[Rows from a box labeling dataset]

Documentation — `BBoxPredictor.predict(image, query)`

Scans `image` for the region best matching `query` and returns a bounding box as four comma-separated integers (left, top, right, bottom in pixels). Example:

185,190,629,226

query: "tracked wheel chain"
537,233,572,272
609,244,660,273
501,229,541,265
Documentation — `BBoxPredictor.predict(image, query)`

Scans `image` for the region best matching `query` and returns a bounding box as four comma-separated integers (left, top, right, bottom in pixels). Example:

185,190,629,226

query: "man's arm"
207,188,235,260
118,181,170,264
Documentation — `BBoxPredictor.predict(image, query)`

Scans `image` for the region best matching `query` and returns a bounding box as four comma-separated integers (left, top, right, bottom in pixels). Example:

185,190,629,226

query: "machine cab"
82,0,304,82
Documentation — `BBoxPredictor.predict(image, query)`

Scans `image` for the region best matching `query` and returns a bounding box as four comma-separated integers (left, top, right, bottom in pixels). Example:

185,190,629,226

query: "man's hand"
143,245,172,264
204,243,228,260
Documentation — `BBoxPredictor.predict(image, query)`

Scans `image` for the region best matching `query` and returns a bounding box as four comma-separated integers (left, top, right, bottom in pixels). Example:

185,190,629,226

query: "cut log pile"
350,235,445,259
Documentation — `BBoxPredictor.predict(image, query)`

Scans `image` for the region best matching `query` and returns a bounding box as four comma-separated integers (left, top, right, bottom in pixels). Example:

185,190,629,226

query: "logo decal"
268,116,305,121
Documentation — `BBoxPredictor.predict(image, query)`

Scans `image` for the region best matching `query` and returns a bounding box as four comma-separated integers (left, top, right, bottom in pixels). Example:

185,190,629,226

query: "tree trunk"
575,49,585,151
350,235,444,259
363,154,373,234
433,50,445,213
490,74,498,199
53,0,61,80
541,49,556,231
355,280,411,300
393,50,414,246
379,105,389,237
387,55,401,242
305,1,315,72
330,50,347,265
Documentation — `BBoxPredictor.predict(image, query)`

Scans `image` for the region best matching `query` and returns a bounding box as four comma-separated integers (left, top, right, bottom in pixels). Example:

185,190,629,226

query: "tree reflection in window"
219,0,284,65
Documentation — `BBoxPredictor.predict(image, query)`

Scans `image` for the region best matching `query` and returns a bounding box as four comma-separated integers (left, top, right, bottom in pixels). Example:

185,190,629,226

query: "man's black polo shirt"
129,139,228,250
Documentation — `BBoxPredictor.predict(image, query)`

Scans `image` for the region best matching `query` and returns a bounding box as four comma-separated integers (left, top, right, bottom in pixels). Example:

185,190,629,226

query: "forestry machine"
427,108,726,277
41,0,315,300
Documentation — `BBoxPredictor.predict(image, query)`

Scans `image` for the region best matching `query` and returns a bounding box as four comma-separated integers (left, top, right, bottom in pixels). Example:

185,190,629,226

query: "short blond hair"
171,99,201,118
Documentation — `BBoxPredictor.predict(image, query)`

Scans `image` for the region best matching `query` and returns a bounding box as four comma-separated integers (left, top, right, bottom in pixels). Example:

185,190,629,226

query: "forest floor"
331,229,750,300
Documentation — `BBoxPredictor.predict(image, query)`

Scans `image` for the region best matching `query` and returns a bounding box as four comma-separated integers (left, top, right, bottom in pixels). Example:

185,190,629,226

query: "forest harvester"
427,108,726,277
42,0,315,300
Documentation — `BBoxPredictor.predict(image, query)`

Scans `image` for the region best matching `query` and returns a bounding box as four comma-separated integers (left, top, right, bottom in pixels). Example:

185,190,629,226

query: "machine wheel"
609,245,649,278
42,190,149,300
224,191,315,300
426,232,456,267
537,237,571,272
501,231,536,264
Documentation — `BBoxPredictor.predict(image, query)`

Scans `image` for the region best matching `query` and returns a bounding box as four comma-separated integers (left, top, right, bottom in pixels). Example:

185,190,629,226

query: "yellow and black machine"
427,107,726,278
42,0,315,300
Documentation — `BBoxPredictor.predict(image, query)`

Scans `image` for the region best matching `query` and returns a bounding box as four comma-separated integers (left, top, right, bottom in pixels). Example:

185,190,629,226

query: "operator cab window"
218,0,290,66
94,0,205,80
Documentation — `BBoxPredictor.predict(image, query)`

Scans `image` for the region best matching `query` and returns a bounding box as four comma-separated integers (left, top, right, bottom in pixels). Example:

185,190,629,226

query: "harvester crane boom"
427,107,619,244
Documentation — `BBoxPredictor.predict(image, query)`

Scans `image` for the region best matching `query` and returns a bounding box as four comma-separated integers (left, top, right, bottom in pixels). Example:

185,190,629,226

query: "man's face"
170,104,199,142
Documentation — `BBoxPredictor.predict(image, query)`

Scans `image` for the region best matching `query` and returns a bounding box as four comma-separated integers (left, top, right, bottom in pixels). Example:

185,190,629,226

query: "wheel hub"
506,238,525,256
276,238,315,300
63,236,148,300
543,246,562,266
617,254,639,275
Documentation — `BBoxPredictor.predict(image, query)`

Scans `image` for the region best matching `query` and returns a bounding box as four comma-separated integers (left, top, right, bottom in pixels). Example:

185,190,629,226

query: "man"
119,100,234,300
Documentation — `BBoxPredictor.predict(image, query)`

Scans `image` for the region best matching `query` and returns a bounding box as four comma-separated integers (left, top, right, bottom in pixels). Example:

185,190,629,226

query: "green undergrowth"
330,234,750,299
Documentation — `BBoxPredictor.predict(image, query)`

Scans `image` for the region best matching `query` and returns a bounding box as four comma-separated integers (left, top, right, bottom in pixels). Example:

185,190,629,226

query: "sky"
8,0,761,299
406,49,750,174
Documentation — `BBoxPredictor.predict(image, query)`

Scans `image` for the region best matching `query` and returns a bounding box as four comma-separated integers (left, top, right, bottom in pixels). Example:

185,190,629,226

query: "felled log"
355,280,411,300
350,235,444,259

> [REQUEST]: How many of the lines above contain the word "tree"? Reply with the number alone.

> [THE RESPONSE]: 2